• **Required work**:
Reproduce the following text on supporting nursing mothers in the workplace in full, word for word.
::: Document segment :::
The challenges faced by nursing mothers at work, especially those in hourly, lower-wage positions, are very real. We know that 77 percent of mothers in retail or lower-wage jobs give up breastfeeding after returning to work. This is because continuing to breastfeed at work is so difficult– especially for those who don’t have access to a clean or private place to pump milk, scheduling flexibility to do so, or a supportive manager.

Health care reform was intended to address this problem last year– for the first time, the Fair Labor Standards Act (FLSA) was amended to require employers to provide nonexempt nursing mothers with reasonable break time and a sanitary, private space, that is not a bathroom, to pump milk at work. While this new federal law spotlighted an important health issue and helped remove the workplace as a barrier to breastfeeding, there is still much to be done to educate businesses about lactation programs and workplace support for nursing mothers.

Indeed, although we now have a federal workplace lactation provision on the books, only 28 percent of businesses have lactation programs. And, according to a survey conducted for Corporate Voices by Public Policy Polling, with generous support from Workplace Options, 57 percent of people are not aware of the new federal workplace lactation law.

Given that mothers with infants are one of the largest and fastest-growing segments in the workforce, particularly in lower-wage industries, helping to support nursing mothers at work is a priority for the economic security and health of mothers, infants and working families in America.

We also know that there is a business case for breastfeeding. Best practice employers have long known that work-life supports like lactation programs improve bottom-line results. Through improved recruitment, retention, productivity and lower health care costs, supporting nursing mothers at work makes good business sense.
::: Data shown :::
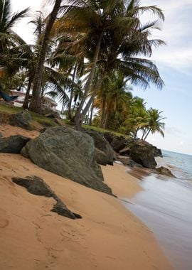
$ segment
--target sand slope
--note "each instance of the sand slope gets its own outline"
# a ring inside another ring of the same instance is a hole
[[[140,190],[124,167],[102,170],[114,194],[132,196]],[[50,212],[53,199],[31,195],[11,180],[32,175],[46,180],[82,219]],[[118,199],[49,173],[20,155],[0,153],[0,240],[1,270],[171,269],[153,234]]]

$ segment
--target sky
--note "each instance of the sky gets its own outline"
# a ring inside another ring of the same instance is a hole
[[[14,11],[31,7],[31,14],[43,9],[48,12],[46,1],[11,0]],[[192,1],[141,0],[142,6],[156,5],[165,14],[161,23],[161,31],[153,31],[153,38],[161,38],[166,45],[154,49],[151,60],[159,68],[165,86],[157,90],[151,85],[144,90],[134,87],[133,94],[142,97],[146,107],[163,111],[166,117],[165,137],[149,135],[148,141],[159,148],[192,155]],[[153,21],[150,14],[144,20]],[[31,43],[32,29],[23,19],[15,31],[27,42]]]

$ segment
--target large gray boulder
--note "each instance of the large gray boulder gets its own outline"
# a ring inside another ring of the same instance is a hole
[[[40,167],[96,190],[112,194],[94,158],[94,141],[63,126],[47,129],[31,140],[21,153]]]
[[[31,130],[31,120],[32,120],[32,117],[30,113],[23,111],[18,114],[12,114],[10,118],[10,124],[11,126],[19,126],[25,129]]]
[[[85,132],[94,139],[95,147],[95,158],[100,165],[113,165],[114,151],[110,143],[106,140],[102,133],[85,130]]]
[[[154,156],[154,146],[146,141],[135,141],[130,147],[129,156],[143,167],[154,169],[156,166]]]
[[[52,190],[50,186],[39,177],[36,176],[27,176],[24,178],[13,177],[12,181],[17,185],[24,187],[31,194],[53,198],[56,203],[53,205],[51,210],[52,212],[55,212],[60,215],[71,218],[72,220],[81,218],[80,215],[72,212],[54,191]]]
[[[0,138],[0,153],[20,153],[22,148],[30,139],[21,135]]]

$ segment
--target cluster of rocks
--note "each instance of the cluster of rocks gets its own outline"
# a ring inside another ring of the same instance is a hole
[[[22,117],[27,119],[25,114]],[[160,149],[144,141],[65,126],[47,128],[33,139],[0,136],[0,152],[21,153],[39,167],[109,195],[112,190],[104,183],[99,164],[120,161],[124,165],[154,169],[154,156],[161,156]]]
[[[36,176],[27,176],[26,178],[13,177],[12,181],[17,185],[24,187],[31,194],[47,198],[52,197],[56,201],[56,203],[51,210],[52,212],[72,220],[82,218],[80,215],[72,212],[52,190],[50,186],[39,177]]]

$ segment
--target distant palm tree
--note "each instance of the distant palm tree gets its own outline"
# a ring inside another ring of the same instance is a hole
[[[164,18],[161,10],[156,6],[139,6],[136,0],[129,1],[128,4],[125,1],[80,0],[75,1],[68,7],[69,12],[64,21],[65,24],[63,26],[61,23],[60,28],[63,31],[82,33],[82,35],[75,42],[74,46],[79,48],[80,53],[92,51],[93,54],[84,95],[75,116],[78,127],[81,125],[89,109],[88,105],[92,103],[93,97],[90,97],[87,106],[83,107],[93,87],[97,66],[100,60],[102,62],[106,57],[108,57],[109,61],[105,68],[104,77],[115,69],[121,70],[133,82],[139,82],[146,86],[149,82],[152,82],[159,87],[162,86],[163,82],[155,65],[151,61],[135,58],[141,53],[149,55],[153,45],[158,46],[163,43],[162,40],[147,39],[149,28],[154,27],[154,22],[142,27],[140,25],[139,14],[147,11],[161,19]],[[95,94],[95,92],[93,92],[92,94]]]
[[[146,111],[147,119],[146,123],[144,125],[144,135],[143,139],[145,141],[150,132],[152,134],[159,132],[164,137],[164,129],[165,123],[161,121],[165,119],[165,117],[162,117],[161,114],[163,111],[159,112],[158,109],[150,108]]]
[[[11,1],[0,0],[0,67],[5,77],[13,75],[19,67],[10,61],[9,55],[15,53],[15,48],[20,43],[21,38],[13,31],[13,27],[22,18],[27,16],[29,9],[11,15]]]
:::
• **Reply**:
The challenges faced by nursing mothers at work, especially those in hourly, lower-wage positions, are very real. We know that 77 percent of mothers in retail or lower-wage jobs give up breastfeeding after returning to work. This is because continuing to breastfeed at work is so difficult– especially for those who don’t have access to a clean or private place to pump milk, scheduling flexibility to do so, or a supportive manager.

Health care reform was intended to address this problem last year– for the first time, the Fair Labor Standards Act (FLSA) was amended to require employers to provide nonexempt nursing mothers with reasonable break time and a sanitary, private space, that is not a bathroom, to pump milk at work. While this new federal law spotlighted an important health issue and helped remove the workplace as a barrier to breastfeeding, there is still much to be done to educate businesses about lactation programs and workplace support for nursing mothers.

Indeed, although we now have a federal workplace lactation provision on the books, only 28 percent of businesses have lactation programs. And, according to a survey conducted for Corporate Voices by Public Policy Polling, with generous support from Workplace Options, 57 percent of people are not aware of the new federal workplace lactation law.

Given that mothers with infants are one of the largest and fastest-growing segments in the workforce, particularly in lower-wage industries, helping to support nursing mothers at work is a priority for the economic security and health of mothers, infants and working families in America.

We also know that there is a business case for breastfeeding. Best practice employers have long known that work-life supports like lactation programs improve bottom-line results. Through improved recruitment, retention, productivity and lower health care costs, supporting nursing mothers at work makes good business sense.